#### LISTED RECORDS:

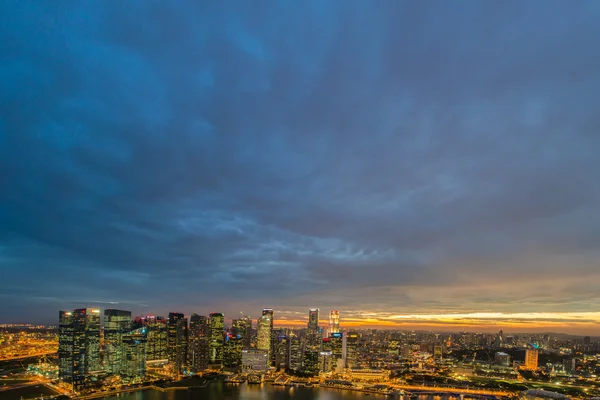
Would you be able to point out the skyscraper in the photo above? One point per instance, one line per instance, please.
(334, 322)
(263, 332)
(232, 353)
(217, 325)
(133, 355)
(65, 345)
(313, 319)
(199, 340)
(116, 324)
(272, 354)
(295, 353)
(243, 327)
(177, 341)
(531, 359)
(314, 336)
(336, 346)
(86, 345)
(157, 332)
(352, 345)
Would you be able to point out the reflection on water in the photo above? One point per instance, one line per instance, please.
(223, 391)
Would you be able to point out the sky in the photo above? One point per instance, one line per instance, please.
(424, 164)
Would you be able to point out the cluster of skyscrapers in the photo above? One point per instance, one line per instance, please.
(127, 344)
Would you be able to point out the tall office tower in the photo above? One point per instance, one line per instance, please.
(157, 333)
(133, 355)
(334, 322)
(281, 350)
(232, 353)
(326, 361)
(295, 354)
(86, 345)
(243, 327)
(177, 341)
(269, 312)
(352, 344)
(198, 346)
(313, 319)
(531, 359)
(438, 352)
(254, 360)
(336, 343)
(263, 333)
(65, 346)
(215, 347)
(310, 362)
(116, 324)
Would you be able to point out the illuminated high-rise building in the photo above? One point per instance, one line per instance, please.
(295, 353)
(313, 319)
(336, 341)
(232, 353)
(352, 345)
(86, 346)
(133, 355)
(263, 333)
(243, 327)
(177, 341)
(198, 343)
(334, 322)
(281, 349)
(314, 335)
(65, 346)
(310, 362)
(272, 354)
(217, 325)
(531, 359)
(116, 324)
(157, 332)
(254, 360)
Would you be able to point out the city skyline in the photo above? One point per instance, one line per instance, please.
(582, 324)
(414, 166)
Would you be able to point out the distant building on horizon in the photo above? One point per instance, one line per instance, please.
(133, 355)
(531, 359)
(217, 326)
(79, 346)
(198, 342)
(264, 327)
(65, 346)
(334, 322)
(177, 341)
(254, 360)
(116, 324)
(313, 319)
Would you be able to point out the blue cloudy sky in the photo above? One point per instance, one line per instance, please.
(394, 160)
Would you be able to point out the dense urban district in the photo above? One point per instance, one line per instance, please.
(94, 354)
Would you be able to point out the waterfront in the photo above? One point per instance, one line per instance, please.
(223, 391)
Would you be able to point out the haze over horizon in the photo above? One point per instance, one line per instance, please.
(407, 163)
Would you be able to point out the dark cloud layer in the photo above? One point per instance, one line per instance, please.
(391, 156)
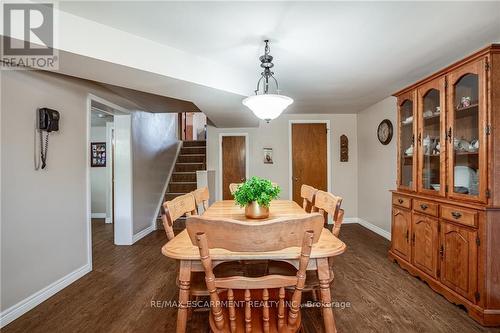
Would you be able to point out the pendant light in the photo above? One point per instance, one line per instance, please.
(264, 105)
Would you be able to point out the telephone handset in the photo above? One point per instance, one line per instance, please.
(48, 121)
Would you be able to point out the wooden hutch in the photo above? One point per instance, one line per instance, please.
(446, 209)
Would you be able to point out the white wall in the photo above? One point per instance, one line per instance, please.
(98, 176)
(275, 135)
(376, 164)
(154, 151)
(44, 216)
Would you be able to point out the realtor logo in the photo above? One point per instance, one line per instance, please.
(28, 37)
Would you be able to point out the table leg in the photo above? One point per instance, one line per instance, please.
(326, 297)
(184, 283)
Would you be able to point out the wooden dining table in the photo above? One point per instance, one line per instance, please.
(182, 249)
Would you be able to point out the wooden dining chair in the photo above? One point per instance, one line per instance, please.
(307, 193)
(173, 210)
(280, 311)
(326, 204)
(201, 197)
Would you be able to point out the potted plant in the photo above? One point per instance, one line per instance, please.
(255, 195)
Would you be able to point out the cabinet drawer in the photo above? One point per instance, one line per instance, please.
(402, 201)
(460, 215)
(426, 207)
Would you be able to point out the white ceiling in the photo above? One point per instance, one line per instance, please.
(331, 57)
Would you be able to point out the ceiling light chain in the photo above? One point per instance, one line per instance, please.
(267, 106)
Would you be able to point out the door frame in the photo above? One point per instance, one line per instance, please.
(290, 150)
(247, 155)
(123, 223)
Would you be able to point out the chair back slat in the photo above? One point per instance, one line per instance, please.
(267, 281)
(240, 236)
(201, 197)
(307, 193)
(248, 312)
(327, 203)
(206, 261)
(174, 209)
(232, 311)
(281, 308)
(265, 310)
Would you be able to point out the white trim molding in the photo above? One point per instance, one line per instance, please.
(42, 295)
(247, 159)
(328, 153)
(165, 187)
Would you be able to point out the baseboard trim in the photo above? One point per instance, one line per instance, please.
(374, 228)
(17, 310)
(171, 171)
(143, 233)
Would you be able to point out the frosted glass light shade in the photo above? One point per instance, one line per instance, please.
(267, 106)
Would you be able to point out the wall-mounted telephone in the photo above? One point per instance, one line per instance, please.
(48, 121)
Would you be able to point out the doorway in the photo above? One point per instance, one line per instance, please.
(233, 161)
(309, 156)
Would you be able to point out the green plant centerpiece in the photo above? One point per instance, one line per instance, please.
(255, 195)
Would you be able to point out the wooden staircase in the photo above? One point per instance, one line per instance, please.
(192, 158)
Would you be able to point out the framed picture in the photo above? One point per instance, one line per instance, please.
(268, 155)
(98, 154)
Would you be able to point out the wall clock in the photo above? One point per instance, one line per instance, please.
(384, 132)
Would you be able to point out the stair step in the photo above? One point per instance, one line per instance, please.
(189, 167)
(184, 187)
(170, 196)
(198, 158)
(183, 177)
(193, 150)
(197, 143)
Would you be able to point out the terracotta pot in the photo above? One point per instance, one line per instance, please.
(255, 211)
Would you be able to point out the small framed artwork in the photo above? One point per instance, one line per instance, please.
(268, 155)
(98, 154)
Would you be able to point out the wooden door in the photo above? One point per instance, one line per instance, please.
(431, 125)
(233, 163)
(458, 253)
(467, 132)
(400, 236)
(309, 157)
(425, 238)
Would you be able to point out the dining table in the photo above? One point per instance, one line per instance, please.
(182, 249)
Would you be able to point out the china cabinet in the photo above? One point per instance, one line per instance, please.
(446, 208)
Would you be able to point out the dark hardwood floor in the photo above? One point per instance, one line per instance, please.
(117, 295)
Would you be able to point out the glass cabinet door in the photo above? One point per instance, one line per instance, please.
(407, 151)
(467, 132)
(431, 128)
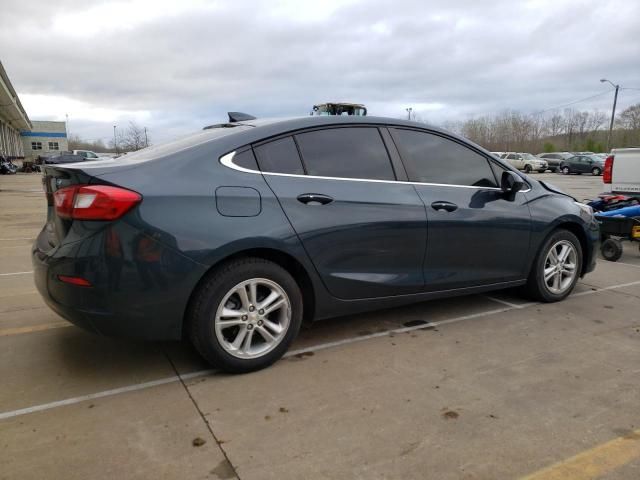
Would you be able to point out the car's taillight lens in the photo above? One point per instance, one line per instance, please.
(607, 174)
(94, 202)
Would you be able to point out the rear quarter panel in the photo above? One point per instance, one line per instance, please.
* * *
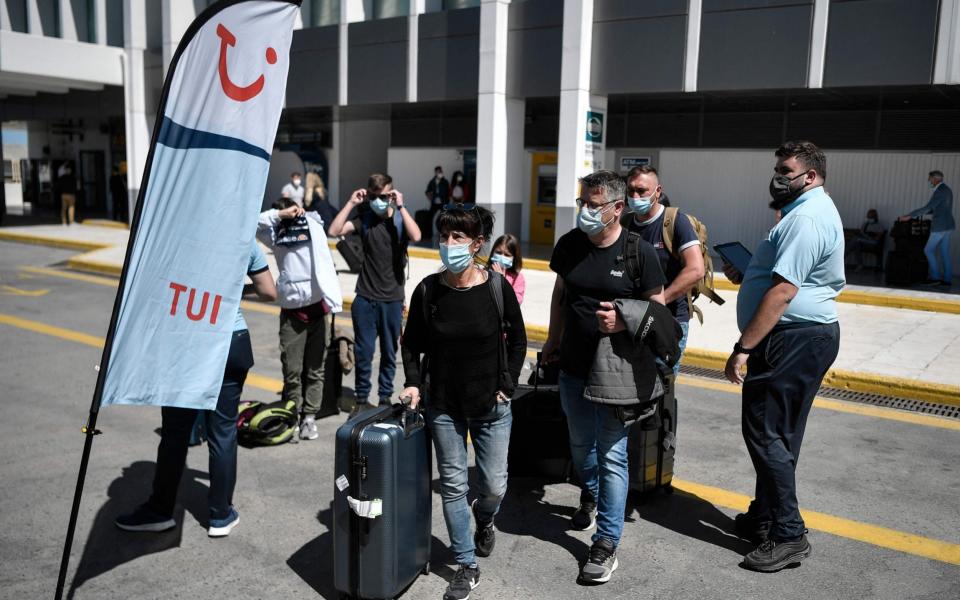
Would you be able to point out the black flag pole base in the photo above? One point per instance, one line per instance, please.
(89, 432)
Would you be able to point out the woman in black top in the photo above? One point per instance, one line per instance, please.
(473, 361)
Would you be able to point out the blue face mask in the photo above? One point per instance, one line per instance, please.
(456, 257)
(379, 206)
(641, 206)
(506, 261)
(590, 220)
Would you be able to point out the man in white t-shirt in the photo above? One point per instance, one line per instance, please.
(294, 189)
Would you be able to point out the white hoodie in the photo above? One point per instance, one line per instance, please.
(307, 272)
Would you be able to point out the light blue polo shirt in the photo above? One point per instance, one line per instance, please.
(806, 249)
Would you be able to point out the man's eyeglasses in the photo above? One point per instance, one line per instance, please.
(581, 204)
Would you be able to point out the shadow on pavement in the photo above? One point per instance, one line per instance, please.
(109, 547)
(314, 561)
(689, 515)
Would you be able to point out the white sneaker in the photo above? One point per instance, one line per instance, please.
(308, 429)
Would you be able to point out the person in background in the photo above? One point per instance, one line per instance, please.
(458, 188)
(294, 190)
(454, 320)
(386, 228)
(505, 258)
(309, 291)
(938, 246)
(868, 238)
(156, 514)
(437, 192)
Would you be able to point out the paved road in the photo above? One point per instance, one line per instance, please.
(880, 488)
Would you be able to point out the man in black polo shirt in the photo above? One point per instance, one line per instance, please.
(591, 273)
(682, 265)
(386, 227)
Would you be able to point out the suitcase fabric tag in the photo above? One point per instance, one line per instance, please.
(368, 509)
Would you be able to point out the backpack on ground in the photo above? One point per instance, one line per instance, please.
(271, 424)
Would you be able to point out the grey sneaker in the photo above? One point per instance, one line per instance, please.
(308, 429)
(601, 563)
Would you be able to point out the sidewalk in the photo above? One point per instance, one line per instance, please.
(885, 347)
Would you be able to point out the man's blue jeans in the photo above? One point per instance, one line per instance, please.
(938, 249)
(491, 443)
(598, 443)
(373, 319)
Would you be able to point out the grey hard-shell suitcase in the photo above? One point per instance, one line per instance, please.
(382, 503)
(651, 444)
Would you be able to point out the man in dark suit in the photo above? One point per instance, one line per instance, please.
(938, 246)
...
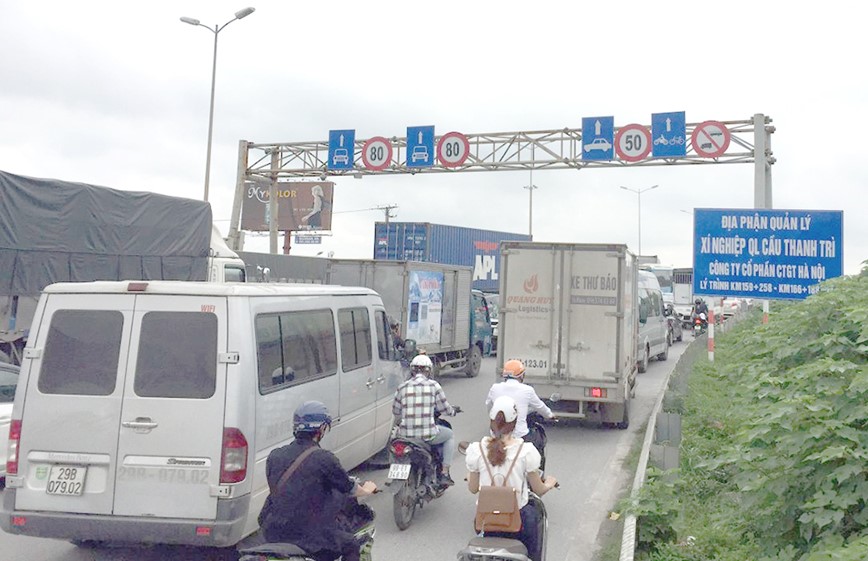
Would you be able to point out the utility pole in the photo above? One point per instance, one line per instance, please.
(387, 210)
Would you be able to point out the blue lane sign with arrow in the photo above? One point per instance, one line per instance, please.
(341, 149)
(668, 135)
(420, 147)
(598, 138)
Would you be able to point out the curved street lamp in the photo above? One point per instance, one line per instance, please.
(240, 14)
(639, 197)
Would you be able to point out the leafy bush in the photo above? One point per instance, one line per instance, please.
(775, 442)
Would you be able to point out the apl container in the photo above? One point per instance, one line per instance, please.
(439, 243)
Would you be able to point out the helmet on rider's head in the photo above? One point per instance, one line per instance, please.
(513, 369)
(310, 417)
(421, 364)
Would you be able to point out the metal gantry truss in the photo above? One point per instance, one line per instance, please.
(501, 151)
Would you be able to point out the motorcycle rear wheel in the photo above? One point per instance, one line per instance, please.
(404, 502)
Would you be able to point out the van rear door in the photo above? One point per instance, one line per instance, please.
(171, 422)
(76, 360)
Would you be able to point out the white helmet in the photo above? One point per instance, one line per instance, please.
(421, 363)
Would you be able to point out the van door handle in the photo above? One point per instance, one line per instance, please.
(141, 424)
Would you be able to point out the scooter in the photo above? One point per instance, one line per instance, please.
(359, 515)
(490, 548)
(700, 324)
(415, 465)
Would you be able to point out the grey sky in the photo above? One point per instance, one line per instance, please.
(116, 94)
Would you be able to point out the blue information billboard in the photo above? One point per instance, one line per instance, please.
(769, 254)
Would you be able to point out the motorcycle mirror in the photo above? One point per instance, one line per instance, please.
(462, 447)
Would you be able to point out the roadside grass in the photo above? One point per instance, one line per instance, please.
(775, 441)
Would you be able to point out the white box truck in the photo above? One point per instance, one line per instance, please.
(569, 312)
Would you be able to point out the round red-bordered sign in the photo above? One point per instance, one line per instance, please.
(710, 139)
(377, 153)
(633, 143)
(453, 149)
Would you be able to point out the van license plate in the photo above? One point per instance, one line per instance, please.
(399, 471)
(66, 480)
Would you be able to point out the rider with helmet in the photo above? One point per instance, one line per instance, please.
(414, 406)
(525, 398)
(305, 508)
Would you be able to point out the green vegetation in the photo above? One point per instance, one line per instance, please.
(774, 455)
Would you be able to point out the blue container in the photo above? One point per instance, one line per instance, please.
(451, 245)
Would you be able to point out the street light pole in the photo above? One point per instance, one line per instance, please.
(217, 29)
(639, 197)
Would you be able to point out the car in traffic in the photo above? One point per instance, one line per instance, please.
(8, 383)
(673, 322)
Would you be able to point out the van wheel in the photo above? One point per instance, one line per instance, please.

#### TASK:
Your task is to restate, word for word, only those lines above that fall between the line holding "Would you be able to point out the blue container" and the line holding "Would you be able to point out the van wheel", inclusive.

#### OUTPUT FOR THIS EXERCISE:
Would you be able to point out the blue container in the photo above? One point per instance, one line per instance, please.
(451, 245)
Would you be able to point out the street light pole in the photo above? One point per instance, one line per instance, please.
(217, 29)
(639, 197)
Would you be able to point out the car in traffic in the photo above? One point per instance, one line per instance, please.
(8, 383)
(673, 322)
Would you be able to point out the van wheel in the photo above? One point per instance, one line per instance, please.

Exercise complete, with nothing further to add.